Problem to work on
Reproduce the part of the records below that opens with the line containing "player in black" and closes at the end of the records, switching "jersey" to "shirt" and leaving everything else unchanged.

BEGIN Material for this task

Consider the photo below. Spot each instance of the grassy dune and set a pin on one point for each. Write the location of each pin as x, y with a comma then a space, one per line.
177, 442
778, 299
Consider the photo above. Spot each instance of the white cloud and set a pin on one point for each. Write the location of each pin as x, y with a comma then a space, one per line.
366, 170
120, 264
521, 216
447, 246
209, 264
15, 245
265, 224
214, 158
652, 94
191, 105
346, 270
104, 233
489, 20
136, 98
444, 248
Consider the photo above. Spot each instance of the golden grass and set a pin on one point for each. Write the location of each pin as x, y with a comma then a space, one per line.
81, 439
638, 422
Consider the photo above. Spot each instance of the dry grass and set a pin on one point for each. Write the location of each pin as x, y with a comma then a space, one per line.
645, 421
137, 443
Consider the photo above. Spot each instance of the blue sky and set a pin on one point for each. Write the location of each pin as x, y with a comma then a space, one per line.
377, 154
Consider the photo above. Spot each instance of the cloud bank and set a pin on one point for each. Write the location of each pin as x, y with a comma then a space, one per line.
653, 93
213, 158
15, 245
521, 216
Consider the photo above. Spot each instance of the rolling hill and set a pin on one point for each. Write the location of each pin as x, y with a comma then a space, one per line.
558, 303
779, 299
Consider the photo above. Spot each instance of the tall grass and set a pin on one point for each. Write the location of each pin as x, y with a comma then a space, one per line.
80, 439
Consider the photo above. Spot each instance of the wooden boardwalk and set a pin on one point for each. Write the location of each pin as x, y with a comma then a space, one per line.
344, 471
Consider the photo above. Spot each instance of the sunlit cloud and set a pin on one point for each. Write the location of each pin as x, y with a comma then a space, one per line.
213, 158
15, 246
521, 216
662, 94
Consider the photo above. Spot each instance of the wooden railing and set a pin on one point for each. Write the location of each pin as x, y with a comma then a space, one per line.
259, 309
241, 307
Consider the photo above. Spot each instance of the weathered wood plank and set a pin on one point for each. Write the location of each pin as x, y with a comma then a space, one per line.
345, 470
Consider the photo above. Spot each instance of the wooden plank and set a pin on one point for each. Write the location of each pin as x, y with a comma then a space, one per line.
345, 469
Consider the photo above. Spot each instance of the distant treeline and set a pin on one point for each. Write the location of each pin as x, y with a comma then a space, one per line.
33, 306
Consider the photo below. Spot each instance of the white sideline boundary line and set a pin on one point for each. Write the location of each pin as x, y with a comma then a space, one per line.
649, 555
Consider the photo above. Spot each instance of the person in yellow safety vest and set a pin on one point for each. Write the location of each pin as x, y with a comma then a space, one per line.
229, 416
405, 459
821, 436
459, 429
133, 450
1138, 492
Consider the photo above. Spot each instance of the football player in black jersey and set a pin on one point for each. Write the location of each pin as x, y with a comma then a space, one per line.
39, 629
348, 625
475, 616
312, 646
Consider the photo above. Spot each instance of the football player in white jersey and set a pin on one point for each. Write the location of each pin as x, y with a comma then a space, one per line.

END Material for this task

The reply
Consider the photo above. Spot each instance of the football player in black shirt and set a pin on one point for each. Write the location of each pin as x, y with a comma then a space, one per line.
39, 629
348, 625
475, 616
312, 646
Consider the photo above. Spot each instance of the football player in white shirt and set a pin on one point for each. Write the location of each pin as x, y with a comma then a space, one per line.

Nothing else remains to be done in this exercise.